→ TASK BRIEF
Will you output the entries below exactly, skipping every image they contain?

→ GIVEN INFORMATION
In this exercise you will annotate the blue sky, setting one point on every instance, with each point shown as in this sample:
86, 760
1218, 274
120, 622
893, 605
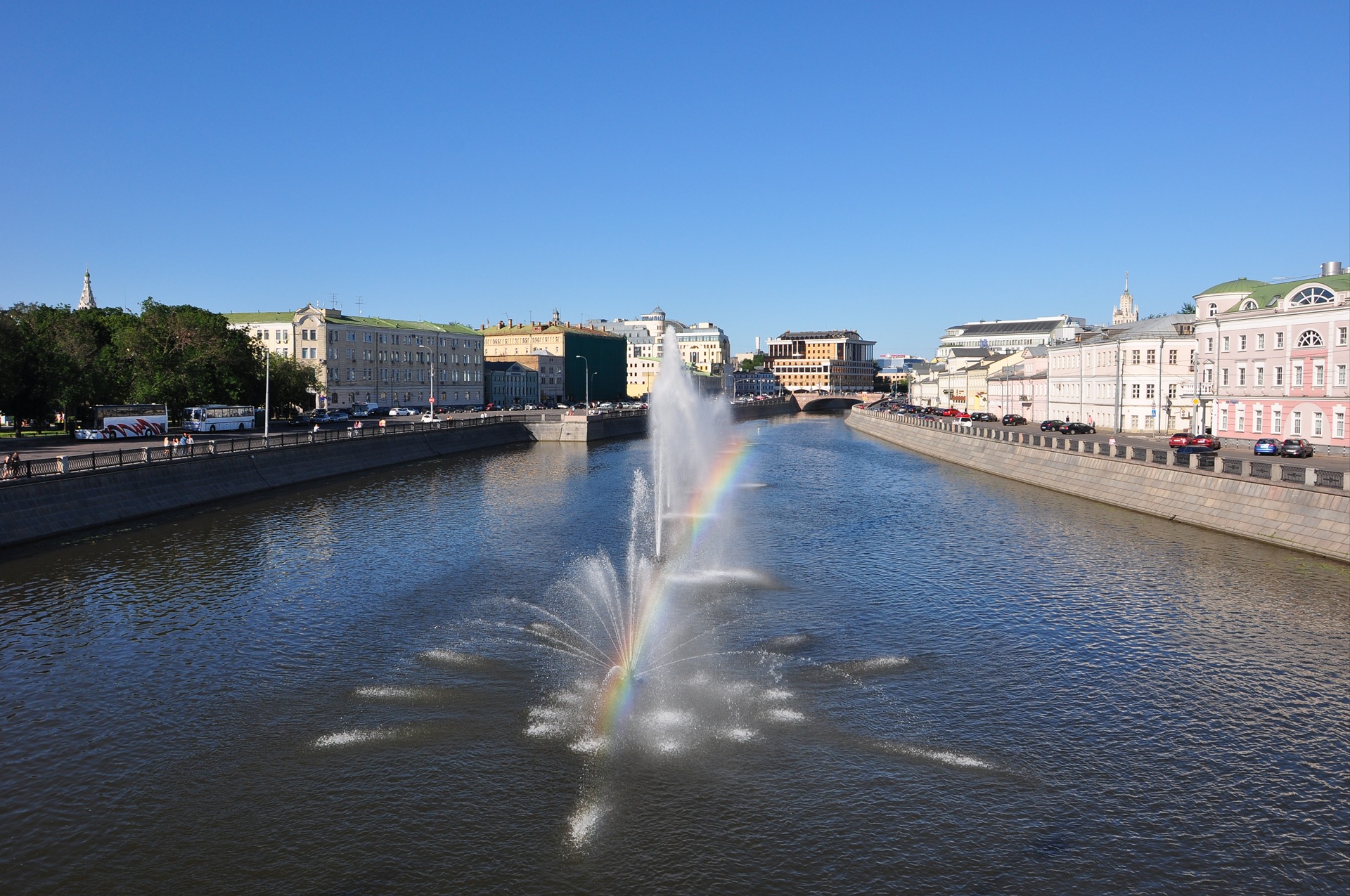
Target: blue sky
890, 168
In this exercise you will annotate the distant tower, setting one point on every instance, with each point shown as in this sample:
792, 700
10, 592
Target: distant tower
1125, 312
86, 297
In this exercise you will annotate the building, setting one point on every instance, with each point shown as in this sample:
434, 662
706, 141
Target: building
1273, 358
375, 361
704, 347
832, 361
1008, 337
573, 350
1128, 378
1022, 388
509, 384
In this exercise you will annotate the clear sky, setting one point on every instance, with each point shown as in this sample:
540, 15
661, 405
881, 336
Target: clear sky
890, 168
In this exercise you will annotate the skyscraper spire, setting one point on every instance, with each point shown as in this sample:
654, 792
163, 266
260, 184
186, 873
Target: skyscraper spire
86, 297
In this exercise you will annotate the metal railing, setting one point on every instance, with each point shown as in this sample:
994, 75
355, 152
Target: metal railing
1202, 462
174, 453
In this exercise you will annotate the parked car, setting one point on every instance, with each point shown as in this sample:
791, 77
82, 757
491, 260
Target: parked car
1266, 447
1297, 448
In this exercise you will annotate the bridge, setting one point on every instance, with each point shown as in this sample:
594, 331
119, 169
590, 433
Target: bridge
833, 401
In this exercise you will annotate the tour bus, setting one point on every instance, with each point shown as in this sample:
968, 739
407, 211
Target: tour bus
212, 417
123, 422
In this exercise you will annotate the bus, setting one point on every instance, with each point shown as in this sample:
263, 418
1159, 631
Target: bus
123, 422
212, 417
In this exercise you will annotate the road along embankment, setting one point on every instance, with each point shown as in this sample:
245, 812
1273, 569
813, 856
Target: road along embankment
1275, 502
45, 507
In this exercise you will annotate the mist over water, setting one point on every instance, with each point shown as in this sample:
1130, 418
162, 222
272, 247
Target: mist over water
921, 679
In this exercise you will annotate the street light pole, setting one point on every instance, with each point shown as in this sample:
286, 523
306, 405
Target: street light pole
588, 381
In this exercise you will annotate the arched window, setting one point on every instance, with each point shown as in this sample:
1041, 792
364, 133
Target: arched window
1313, 296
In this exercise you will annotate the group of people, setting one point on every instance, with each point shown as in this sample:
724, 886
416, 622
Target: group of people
181, 441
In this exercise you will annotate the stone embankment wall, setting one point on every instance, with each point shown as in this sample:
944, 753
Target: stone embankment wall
1300, 516
41, 507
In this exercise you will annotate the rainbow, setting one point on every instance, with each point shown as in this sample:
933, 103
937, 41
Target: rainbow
705, 504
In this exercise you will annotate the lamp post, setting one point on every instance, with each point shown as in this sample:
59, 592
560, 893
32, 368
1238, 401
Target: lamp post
588, 381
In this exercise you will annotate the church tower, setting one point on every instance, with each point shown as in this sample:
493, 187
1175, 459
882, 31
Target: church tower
86, 297
1125, 312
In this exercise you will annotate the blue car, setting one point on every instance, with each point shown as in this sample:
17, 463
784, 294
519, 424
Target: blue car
1266, 447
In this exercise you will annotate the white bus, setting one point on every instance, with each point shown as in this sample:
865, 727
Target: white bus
123, 422
212, 417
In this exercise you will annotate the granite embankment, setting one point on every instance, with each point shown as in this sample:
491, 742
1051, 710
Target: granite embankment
39, 507
1299, 516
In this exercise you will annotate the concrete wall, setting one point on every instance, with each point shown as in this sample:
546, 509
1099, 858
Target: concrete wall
42, 507
1310, 520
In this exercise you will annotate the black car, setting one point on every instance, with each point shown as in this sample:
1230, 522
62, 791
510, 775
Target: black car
1297, 448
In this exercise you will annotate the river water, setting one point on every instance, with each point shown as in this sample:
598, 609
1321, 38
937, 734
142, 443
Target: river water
983, 687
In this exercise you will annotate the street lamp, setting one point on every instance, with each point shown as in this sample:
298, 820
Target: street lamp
588, 381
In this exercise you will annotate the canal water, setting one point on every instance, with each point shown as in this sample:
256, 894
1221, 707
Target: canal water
967, 686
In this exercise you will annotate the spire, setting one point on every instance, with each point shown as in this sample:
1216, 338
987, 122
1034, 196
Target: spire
86, 297
1125, 312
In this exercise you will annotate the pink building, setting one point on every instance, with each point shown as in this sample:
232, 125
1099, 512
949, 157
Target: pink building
1024, 388
1275, 358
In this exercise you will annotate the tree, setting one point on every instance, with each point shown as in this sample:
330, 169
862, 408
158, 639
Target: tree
290, 384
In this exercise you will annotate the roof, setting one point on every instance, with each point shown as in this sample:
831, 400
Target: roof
824, 334
1012, 327
333, 316
528, 330
1241, 285
1268, 294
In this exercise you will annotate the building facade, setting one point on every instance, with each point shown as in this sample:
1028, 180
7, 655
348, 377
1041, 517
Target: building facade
830, 361
1275, 358
573, 350
377, 361
509, 384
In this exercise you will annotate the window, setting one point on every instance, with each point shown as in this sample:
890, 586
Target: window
1313, 296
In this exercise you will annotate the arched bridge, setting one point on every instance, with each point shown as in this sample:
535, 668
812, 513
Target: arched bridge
830, 401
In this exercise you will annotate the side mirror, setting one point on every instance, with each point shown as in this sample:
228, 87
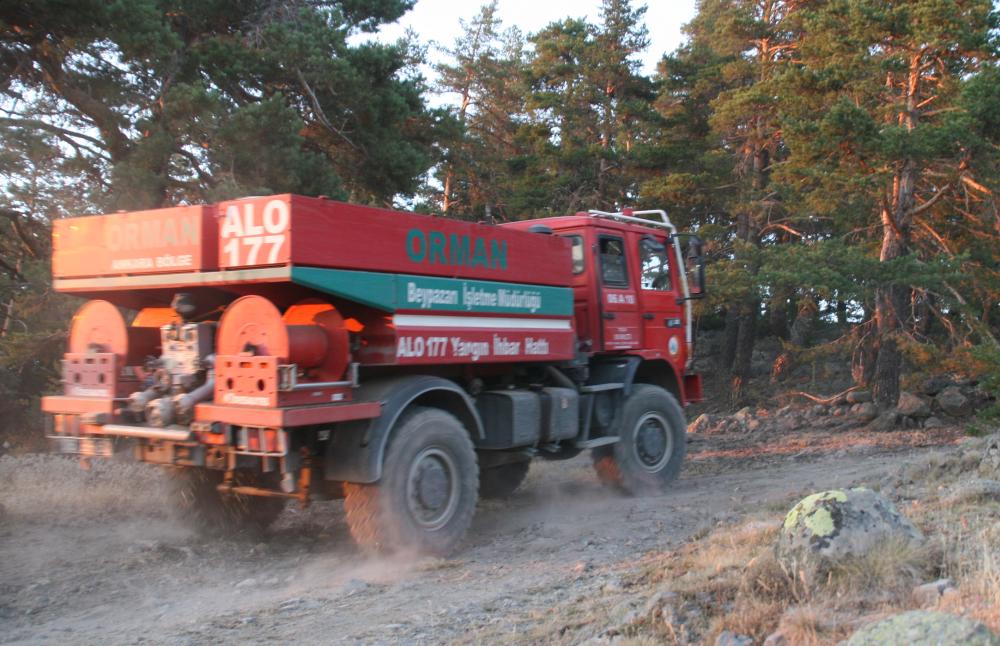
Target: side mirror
694, 264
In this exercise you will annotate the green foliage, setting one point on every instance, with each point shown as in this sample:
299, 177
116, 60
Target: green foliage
163, 102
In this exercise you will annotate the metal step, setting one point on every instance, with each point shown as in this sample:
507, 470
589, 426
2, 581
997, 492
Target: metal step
597, 388
597, 441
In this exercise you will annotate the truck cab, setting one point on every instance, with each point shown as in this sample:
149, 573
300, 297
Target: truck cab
634, 278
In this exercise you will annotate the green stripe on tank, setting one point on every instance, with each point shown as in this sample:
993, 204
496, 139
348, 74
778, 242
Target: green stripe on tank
392, 292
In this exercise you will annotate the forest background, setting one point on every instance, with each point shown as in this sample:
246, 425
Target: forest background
839, 157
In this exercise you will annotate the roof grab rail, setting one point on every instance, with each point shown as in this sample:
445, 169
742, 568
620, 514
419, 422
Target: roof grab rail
628, 215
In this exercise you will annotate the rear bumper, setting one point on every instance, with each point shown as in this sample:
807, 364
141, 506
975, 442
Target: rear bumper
288, 417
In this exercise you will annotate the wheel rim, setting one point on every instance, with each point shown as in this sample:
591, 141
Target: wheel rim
432, 488
653, 443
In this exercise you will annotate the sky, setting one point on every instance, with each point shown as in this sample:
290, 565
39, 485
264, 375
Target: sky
437, 20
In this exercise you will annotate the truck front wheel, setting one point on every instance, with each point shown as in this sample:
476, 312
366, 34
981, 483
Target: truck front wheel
427, 494
649, 455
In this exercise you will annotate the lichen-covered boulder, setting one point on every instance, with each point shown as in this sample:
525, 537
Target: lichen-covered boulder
912, 406
924, 628
953, 402
828, 527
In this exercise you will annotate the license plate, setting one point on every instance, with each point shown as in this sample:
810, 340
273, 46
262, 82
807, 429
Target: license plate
89, 446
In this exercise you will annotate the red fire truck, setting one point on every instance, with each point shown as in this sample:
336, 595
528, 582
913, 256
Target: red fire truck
275, 348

→ TASK SOLUTION
In this exercise you will annotate the blue sky, setting one point on every instance, with each point shown as in this sample:
86, 760
1218, 274
120, 622
893, 605
Target: blue sky
890, 168
In this exercise you will annotate the distant tower, setting one point on every instance, with each point shown as in this sample:
792, 700
10, 592
Target: distant tower
1125, 312
86, 297
In this exercise you will annotate the building, setting one point on every instance, with each point shown as in this sample:
434, 662
706, 141
Target: building
1273, 358
375, 361
704, 347
832, 361
1008, 337
573, 350
1128, 378
1022, 388
509, 384
In this exercise you will annotate the clear sky, setting one point on every instance, with each point shown as in this sample:
540, 15
661, 405
881, 336
Target: clear sky
890, 168
In this exercise you will annotate the skyscraper spire, setting one point on every instance, with each point shown as in this sample:
654, 792
163, 266
260, 184
186, 873
Target: skyscraper spire
86, 297
In this exercise you will annotate the metal railing, setting one point on every instance, with each point shown as in this sample:
994, 75
355, 152
Target: metal railing
1202, 462
174, 453
In this exercise you will annotate the parked car, setting one point on every instance, with each point shown as in this sample:
791, 77
82, 757
491, 260
Target: parked car
1266, 447
1297, 448
In this exercise you will annotate the bridge, setting one point on every instance, with each point shown as in this sample:
594, 331
119, 169
590, 433
Target: bridge
833, 401
In this exercise you will annotate the tour bus, setting one point on every instance, with each point shown as in this sample:
968, 739
407, 211
Target: tour bus
212, 417
123, 422
In this exercise you will annotate the bus, setting one point on every instance, with each point shown as in this sample:
263, 418
1159, 631
Target: bus
123, 422
212, 417
In this exercise you will annotate the road along embankment, setting one point on every instance, with each point shown as in this sample:
245, 812
1273, 569
813, 856
Target: road along embankment
1275, 502
45, 507
In this exercise you will annotate the mist over water, setting one point on every instance, with each point shown as in this sample:
1130, 418
162, 222
272, 247
Target: mist over water
921, 679
In this exercise you will annotate the street light pole, setting one point on every instance, with each point shown as in this sample:
286, 523
306, 405
Target: street light pole
588, 381
In this exercise you will annotate the arched window, setting one point on every instance, with each point shown as in this sample:
1041, 792
364, 133
Target: arched window
1313, 296
In this exercise you will annotate the group of people, setting one point on every instance, with each point shown as in this sample:
724, 886
416, 622
Target: group of people
181, 441
In this exercise you will annotate the stone embankment wall, setting one point on every instance, with each point shown as in this sample:
944, 753
Target: stone embankment wall
1300, 516
41, 507
In this exercise you will annotate the rainbow, setting one point on every instance, with each point shown as in this sample:
933, 103
937, 41
Target: rainbow
705, 504
In this exercise you will annotate the lamp post, setting one point on every instance, with each point shown as in this sample:
59, 592
560, 893
32, 368
1238, 401
Target: lamp post
588, 381
In this exercise you will annotate the church tower, setting one point on every instance, with each point shown as in this sample:
493, 187
1175, 459
882, 31
Target: church tower
86, 297
1125, 312
In this exercise you will annotate the blue car, setting one point on every instance, with each point shown as in this sample:
17, 463
784, 294
519, 424
Target: blue car
1266, 447
In this exercise you will annotate the white bus, setting one point on every instance, with each point shown as in this sample:
865, 727
Target: white bus
123, 422
212, 417
In this exercise you will annotate the granite embankment, setting one point on every instance, with each point shown as in this sample:
491, 742
1051, 710
Target: granite embankment
39, 507
1299, 516
In this exercise you will annotate the concrete wall, setting one point on every instance, with each point shown as in this sample:
546, 509
1099, 858
Target: concrete wall
42, 507
1310, 520
In this exercise you will annotate the black car, setting one point on every instance, with each point shown as in this sample:
1230, 522
62, 791
510, 775
Target: black car
1297, 448
In this exercise you will annotate the river water, setting one point on every instance, with each point shown as in this sample:
598, 609
1321, 38
937, 734
142, 443
Target: river water
983, 687
In this exercise you will annotate the street lamp, setting one point on every instance, with each point shown as in this sample:
298, 820
Target: street lamp
588, 381
In this exercise you will annotate the canal water, setting one point on every instance, with each point shown as in this sample:
256, 894
1221, 707
Target: canal water
967, 686
In this exercise you will annotate the spire, setting one point on every instance, with each point shown as in this sample:
1216, 338
987, 122
1034, 196
Target: spire
86, 297
1125, 312
In this exercise you will annotate the pink building, setting one point on every instance, with each point shown as in this sample:
232, 125
1099, 512
949, 157
Target: pink building
1024, 388
1275, 358
In this exercise you will annotate the tree, setting one point on every instance, with each point shown as in this sample:
330, 169
862, 408
158, 639
Target: tree
290, 384
In this exercise you will annotate the roof, setting one point on every instance, with each point shown as in this sample:
831, 400
Target: roof
824, 334
1012, 327
333, 316
528, 330
1241, 285
1268, 294
In this exercise you will annotate the building facade, setting one point on every instance, with each point shown as in this sample:
1028, 180
7, 655
348, 377
1041, 517
Target: building facade
830, 361
1275, 358
573, 350
377, 361
509, 384
In this exercise you will annotate the window, setting one point on every instance, with each point shown as in this sample:
890, 586
Target: window
1313, 296
In this exercise you will annotate the arched bridge, setting one point on every instance, with each point shown as in this sample:
535, 668
812, 513
Target: arched bridge
830, 401
In this exercise you will annotate the side mirror, setting one point on every instance, with each point shown as in this sample:
228, 87
Target: side mirror
694, 264
In this exercise you will annotate the green foliage, setting one point on every instance, with each point shown as in this sample:
299, 177
116, 60
Target: green foliage
163, 102
In this exercise you will annotate the metal step, setting one point on every instance, with each point shown as in this sample:
507, 470
589, 426
2, 581
997, 492
Target: metal step
597, 388
597, 441
In this exercise you will annotate the truck cab, setting one point on every instance, with each point shown as in this sample:
149, 573
300, 297
Target: truck cab
634, 278
In this exercise you will annotate the green stripe on tank, setting one point on every instance, with each point shown as in this sample:
993, 204
496, 139
348, 74
778, 242
Target: green stripe on tank
392, 292
In this exercise you will annotate the forest background, setting one point on every instance, with each point shown as in this sample:
246, 425
Target: forest background
839, 157
In this exercise you will annotate the roof grab rail, setting one point on every instance, with each point shown as in this sample:
445, 169
742, 568
620, 514
419, 422
Target: roof grab rail
628, 215
In this exercise you will annotate the rear bumper, setting one point on every instance, with each point shown as in this sample:
807, 364
141, 506
975, 442
Target: rear bumper
288, 417
In this exercise you will annotate the wheel rim, setting one point on every instance, with each point shown as in this sample:
591, 141
Target: wheel rim
432, 488
653, 443
In this exercise you will annotate the sky, setting one point on every instance, with each point shown as in this sample:
290, 565
39, 485
264, 375
Target: sky
437, 20
In this exercise you will annotate the truck front wheel, setting one point on every instance, with each point shown as in this sample:
476, 312
366, 34
981, 483
Target: truck front wheel
427, 494
649, 455
In this exercise you will annotate the lichen-covered boulder, setting one point on every instance, with each point shown as in this sample:
525, 537
Target: lichen-covered boulder
912, 406
924, 628
953, 402
828, 527
In this exercise you will annotate the license plate, setting one point on every instance, with each point shown as in this sample:
810, 340
273, 46
262, 82
807, 429
Target: license plate
89, 446
In this exercise you will annotate the red fire truck, setting one point on every instance, with each point shown as in this sample:
336, 595
528, 582
913, 256
Target: red fire truck
275, 348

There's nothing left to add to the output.